#### [Stated task]
Rename "purple patterned fabric" to "purple printed fabric" everywhere in the rows below, and keep everything else the same.

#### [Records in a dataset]
::::::::

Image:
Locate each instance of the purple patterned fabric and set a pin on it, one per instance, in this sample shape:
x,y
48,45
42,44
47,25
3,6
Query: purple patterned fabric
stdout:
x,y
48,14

::::::::

#### [Task result]
Image:
Locate each instance of the purple printed fabric and set a pin on it, one per instance, in this sample shape:
x,y
48,45
42,44
47,25
3,6
Query: purple printed fabric
stdout:
x,y
48,14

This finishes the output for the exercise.